## Required action
According to the text on operating room technicians, what other names are these workers known by?

## Text under study
Operating Room Technician: Career Profile, Job Outlook, and Training Requirements
Operating room technicians support the surgical team. Learn more about their many job duties, both pre- and post-surgery, and explore the necessary education for this position. Review the job outlook and typical earnings for these technicians. Schools offering Nursing degrees can also be found in these popular choices.
What Is an Operating Room Technician?
As an operating room technician, you prepare rooms for surgery by sterilizing the equipment and running tests to be sure that all the equipment is working properly. You also prepare patients for surgical procedures, transport them to the operating room, position them and cover them with sterile surgical drapes. During surgery, your responsibilities include keeping track of supplies, such as retractors, sutures, sponges, needles and instruments, and handing them to surgeons as needed. Once the procedure is completed, you may take the patient to a recovery area and prepare the room for the next surgery. Operating room technicians may also be referred to as surgical technologists or scrubs.
The important information below contains details about becoming operating room technicians.
|Degree Required||Certificate or associate's degree|
|Education Field of Study||Surgical technology|
|Certification||Optional certifications available; often preferred by employers|
|Key Duties||Assist doctors during surgery|
|Job Growth (2014-2024)||15%*|
|Median Salary (2015)||$44,330*|
Source: *U.S. Bureau of Labor Statistics.
What Is My Job Outlook?
As United States citizens live longer and the population grows, the demand for operating room technicians is expected to increase at an above average rate. An aging population will require more surgery for age-related ailments, while certain procedures become both cheaper and easier. The U.S. Bureau of Labor Statistics (BLS) estimated that during the 2014-2024 decade, the number of surgical technologists in the country would increase 15% (www.bls.gov). You are likely to be employed by hospitals, physicians' offices or outpatient centers. According to a May 2015 BLS report, the middle half of surgical technologists earned between $36,340 and $54,000 a year.

Collected data entries
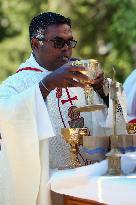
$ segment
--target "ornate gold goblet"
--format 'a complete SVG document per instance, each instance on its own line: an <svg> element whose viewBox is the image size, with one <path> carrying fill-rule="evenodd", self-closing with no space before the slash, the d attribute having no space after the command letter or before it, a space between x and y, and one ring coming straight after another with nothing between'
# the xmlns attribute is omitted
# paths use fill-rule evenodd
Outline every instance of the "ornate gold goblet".
<svg viewBox="0 0 136 205"><path fill-rule="evenodd" d="M89 81L80 80L80 82L85 83L84 93L85 93L85 101L86 105L84 107L76 108L75 112L92 112L97 110L102 110L105 108L103 104L95 104L94 102L94 91L93 88L90 86L94 79L102 73L102 69L100 67L100 63L94 59L88 60L76 60L72 62L73 66L83 66L85 67L84 71L80 71L81 73L87 75L89 77ZM89 83L89 85L87 84Z"/></svg>
<svg viewBox="0 0 136 205"><path fill-rule="evenodd" d="M83 136L88 135L87 128L61 128L61 134L65 141L70 145L70 164L65 168L80 167L78 159L79 146L83 144Z"/></svg>

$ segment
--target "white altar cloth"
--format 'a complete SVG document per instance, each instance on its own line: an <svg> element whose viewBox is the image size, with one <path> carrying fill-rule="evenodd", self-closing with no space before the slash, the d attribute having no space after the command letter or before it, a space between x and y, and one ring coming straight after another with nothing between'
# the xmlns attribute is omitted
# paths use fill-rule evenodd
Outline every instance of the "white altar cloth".
<svg viewBox="0 0 136 205"><path fill-rule="evenodd" d="M73 170L53 171L51 190L108 205L136 205L136 174L101 176L106 171L106 160Z"/></svg>

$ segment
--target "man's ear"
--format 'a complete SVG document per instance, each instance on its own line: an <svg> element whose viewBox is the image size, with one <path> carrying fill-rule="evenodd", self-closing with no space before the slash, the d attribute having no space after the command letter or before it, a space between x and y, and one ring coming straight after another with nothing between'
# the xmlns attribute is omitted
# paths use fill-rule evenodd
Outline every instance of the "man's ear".
<svg viewBox="0 0 136 205"><path fill-rule="evenodd" d="M31 40L32 49L37 50L37 49L39 49L39 46L40 46L39 41L36 38L32 38L32 40Z"/></svg>

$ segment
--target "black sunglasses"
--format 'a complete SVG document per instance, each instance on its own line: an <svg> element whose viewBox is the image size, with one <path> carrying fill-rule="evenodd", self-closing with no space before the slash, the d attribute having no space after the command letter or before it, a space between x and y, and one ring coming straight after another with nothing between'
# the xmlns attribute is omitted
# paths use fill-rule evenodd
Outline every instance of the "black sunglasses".
<svg viewBox="0 0 136 205"><path fill-rule="evenodd" d="M46 39L46 38L42 38L42 39L38 39L39 41L46 41L46 42L53 42L53 46L54 48L63 48L65 46L65 44L67 44L67 46L69 48L75 48L77 41L73 40L73 39L69 39L69 40L64 40L63 38L58 38L56 37L55 39Z"/></svg>

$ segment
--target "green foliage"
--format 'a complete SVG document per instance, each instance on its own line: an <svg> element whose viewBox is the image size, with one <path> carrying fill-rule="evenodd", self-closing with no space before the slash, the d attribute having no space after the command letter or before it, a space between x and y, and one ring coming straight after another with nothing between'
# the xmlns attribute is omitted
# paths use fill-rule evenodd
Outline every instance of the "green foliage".
<svg viewBox="0 0 136 205"><path fill-rule="evenodd" d="M28 26L42 11L69 16L78 40L74 56L98 59L124 81L136 65L135 0L0 0L0 80L15 72L30 54Z"/></svg>

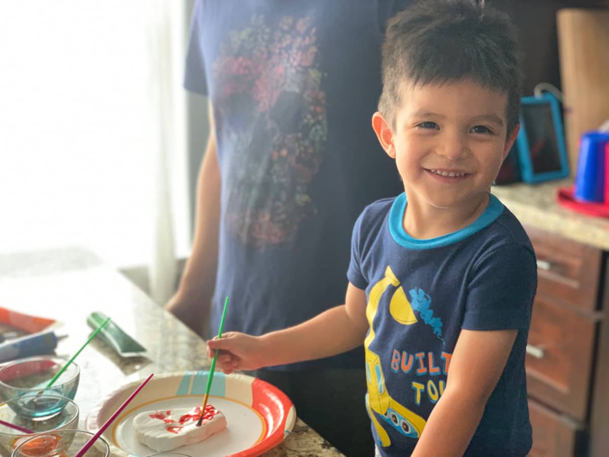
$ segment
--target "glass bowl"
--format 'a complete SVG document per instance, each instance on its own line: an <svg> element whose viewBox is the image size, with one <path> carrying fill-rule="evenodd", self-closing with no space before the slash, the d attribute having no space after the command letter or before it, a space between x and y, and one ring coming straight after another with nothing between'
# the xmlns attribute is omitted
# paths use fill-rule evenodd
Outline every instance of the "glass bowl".
<svg viewBox="0 0 609 457"><path fill-rule="evenodd" d="M73 457L94 434L83 430L64 429L34 435L19 440L12 457ZM93 443L85 457L108 457L110 448L100 436Z"/></svg>
<svg viewBox="0 0 609 457"><path fill-rule="evenodd" d="M80 375L80 369L74 362L52 386L46 387L67 362L66 359L49 355L28 357L6 364L0 368L0 396L6 402L17 397L41 392L74 400Z"/></svg>
<svg viewBox="0 0 609 457"><path fill-rule="evenodd" d="M48 395L51 397L51 395ZM0 405L0 419L27 428L37 433L60 430L64 428L76 428L78 427L79 408L74 402L65 397L54 396L51 399L55 402L63 402L64 407L58 414L48 416L46 418L37 418L20 416L11 408L10 403L19 401L19 399L9 400L6 403ZM21 438L34 436L21 432L11 427L0 424L0 455L10 457L17 441Z"/></svg>

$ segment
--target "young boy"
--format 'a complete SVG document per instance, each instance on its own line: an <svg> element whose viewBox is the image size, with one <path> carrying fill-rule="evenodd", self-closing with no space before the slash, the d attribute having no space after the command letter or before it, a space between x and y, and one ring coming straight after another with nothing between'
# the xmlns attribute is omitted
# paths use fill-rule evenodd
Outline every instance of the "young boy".
<svg viewBox="0 0 609 457"><path fill-rule="evenodd" d="M404 193L356 223L345 305L284 330L209 341L223 371L363 342L380 455L527 455L535 254L490 193L519 127L516 54L508 19L471 1L427 1L390 21L372 126Z"/></svg>

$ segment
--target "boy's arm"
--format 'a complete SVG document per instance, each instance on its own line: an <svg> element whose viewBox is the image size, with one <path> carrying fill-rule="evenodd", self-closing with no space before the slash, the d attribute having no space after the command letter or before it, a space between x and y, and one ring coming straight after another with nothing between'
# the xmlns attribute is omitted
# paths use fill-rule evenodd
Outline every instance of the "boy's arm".
<svg viewBox="0 0 609 457"><path fill-rule="evenodd" d="M434 408L412 457L462 456L510 356L516 330L462 330L446 388Z"/></svg>
<svg viewBox="0 0 609 457"><path fill-rule="evenodd" d="M208 354L213 356L220 350L217 366L227 374L336 355L363 344L368 331L366 303L365 291L350 283L345 305L261 336L227 332L208 341Z"/></svg>

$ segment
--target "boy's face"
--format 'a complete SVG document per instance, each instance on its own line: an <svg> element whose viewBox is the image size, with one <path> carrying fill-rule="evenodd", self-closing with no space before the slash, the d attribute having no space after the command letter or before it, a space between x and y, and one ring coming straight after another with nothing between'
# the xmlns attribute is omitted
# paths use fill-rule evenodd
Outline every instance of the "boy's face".
<svg viewBox="0 0 609 457"><path fill-rule="evenodd" d="M395 159L409 202L468 210L485 198L518 134L507 136L507 94L470 80L404 83L395 128L373 127Z"/></svg>

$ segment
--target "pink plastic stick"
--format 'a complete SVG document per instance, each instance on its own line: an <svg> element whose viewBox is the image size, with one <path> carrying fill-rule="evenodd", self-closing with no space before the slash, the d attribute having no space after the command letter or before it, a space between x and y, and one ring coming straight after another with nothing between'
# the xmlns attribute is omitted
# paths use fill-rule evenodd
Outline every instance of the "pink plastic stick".
<svg viewBox="0 0 609 457"><path fill-rule="evenodd" d="M142 389L142 388L146 385L146 383L150 381L150 378L152 378L153 375L154 374L153 373L149 376L143 383L139 384L139 387L136 389L135 391L129 395L129 398L125 400L124 403L123 403L123 404L121 405L116 411L114 411L114 413L104 423L104 425L99 428L99 430L97 430L97 433L85 444L85 445L83 446L82 448L76 453L76 455L74 456L74 457L82 457L85 455L85 453L89 450L90 447L93 445L93 443L95 442L95 441L99 438L101 436L102 433L103 433L104 431L108 428L108 427L112 423L112 421L116 419L118 415L120 414L122 410L125 409L125 407L129 404L129 402L139 393L139 391Z"/></svg>
<svg viewBox="0 0 609 457"><path fill-rule="evenodd" d="M29 428L24 428L23 427L20 427L19 425L15 425L14 423L10 423L10 422L5 422L4 420L0 420L0 423L2 425L6 425L7 427L10 427L11 428L14 428L16 430L19 430L24 433L27 433L28 434L32 434L32 433L35 433L35 431L32 431Z"/></svg>

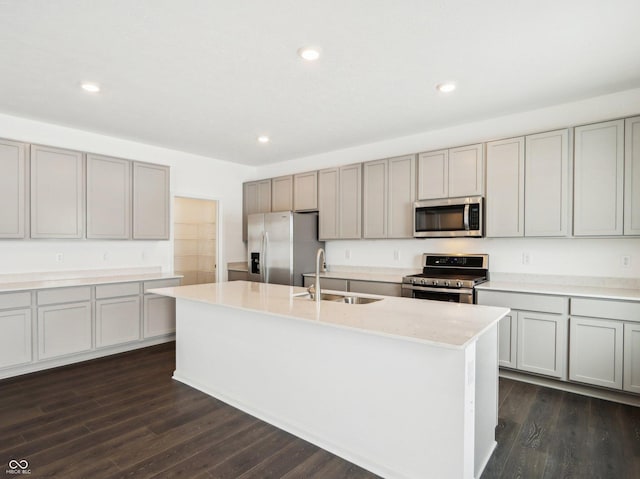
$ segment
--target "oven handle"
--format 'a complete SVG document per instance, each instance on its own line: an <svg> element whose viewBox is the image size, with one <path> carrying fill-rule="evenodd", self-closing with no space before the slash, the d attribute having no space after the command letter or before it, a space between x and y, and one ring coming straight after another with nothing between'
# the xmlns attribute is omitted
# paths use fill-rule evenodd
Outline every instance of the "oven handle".
<svg viewBox="0 0 640 479"><path fill-rule="evenodd" d="M411 289L415 291L428 291L432 293L454 293L454 294L472 294L473 289L470 288L429 288L428 286L415 286L415 285L405 285L402 287L404 289Z"/></svg>

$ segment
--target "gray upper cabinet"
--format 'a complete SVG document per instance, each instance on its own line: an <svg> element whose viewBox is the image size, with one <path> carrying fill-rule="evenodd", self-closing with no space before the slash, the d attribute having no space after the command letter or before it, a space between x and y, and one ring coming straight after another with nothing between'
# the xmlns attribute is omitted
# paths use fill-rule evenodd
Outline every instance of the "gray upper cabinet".
<svg viewBox="0 0 640 479"><path fill-rule="evenodd" d="M27 145L0 140L0 238L26 236Z"/></svg>
<svg viewBox="0 0 640 479"><path fill-rule="evenodd" d="M568 236L570 229L569 130L525 138L525 236Z"/></svg>
<svg viewBox="0 0 640 479"><path fill-rule="evenodd" d="M131 162L87 155L87 238L131 236Z"/></svg>
<svg viewBox="0 0 640 479"><path fill-rule="evenodd" d="M621 235L624 120L576 127L574 162L574 235Z"/></svg>
<svg viewBox="0 0 640 479"><path fill-rule="evenodd" d="M318 210L318 172L309 171L293 175L293 209Z"/></svg>
<svg viewBox="0 0 640 479"><path fill-rule="evenodd" d="M363 237L411 238L415 155L364 163L363 174Z"/></svg>
<svg viewBox="0 0 640 479"><path fill-rule="evenodd" d="M362 164L318 172L319 239L362 235Z"/></svg>
<svg viewBox="0 0 640 479"><path fill-rule="evenodd" d="M624 234L640 235L640 116L625 125Z"/></svg>
<svg viewBox="0 0 640 479"><path fill-rule="evenodd" d="M487 143L487 236L524 236L524 137Z"/></svg>
<svg viewBox="0 0 640 479"><path fill-rule="evenodd" d="M271 211L293 210L293 176L271 179Z"/></svg>
<svg viewBox="0 0 640 479"><path fill-rule="evenodd" d="M84 236L84 155L31 146L31 237Z"/></svg>
<svg viewBox="0 0 640 479"><path fill-rule="evenodd" d="M169 239L169 167L133 163L133 239Z"/></svg>
<svg viewBox="0 0 640 479"><path fill-rule="evenodd" d="M418 199L482 195L482 144L430 151L418 156Z"/></svg>
<svg viewBox="0 0 640 479"><path fill-rule="evenodd" d="M271 211L271 180L242 184L242 241L247 241L247 217Z"/></svg>

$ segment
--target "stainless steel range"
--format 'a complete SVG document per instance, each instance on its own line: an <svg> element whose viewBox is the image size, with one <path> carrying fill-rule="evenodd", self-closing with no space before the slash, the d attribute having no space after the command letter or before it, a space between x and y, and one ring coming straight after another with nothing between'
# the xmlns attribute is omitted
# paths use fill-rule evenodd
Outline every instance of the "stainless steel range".
<svg viewBox="0 0 640 479"><path fill-rule="evenodd" d="M489 255L422 255L422 274L402 278L402 296L475 303L475 286L489 279Z"/></svg>

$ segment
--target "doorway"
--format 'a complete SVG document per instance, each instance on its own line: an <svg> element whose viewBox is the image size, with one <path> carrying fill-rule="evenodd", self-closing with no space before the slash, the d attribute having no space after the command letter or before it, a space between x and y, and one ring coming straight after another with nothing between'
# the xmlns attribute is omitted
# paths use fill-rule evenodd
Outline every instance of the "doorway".
<svg viewBox="0 0 640 479"><path fill-rule="evenodd" d="M173 270L182 285L215 283L218 202L176 196L173 200Z"/></svg>

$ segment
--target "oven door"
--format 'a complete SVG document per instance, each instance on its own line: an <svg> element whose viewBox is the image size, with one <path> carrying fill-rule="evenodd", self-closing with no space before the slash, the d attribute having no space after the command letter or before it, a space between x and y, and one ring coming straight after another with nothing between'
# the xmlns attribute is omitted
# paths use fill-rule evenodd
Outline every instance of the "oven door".
<svg viewBox="0 0 640 479"><path fill-rule="evenodd" d="M402 296L405 298L431 299L433 301L449 301L450 303L473 304L473 289L469 288L430 288L429 286L402 285Z"/></svg>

## Finished task
Surgical technologists or scrubs.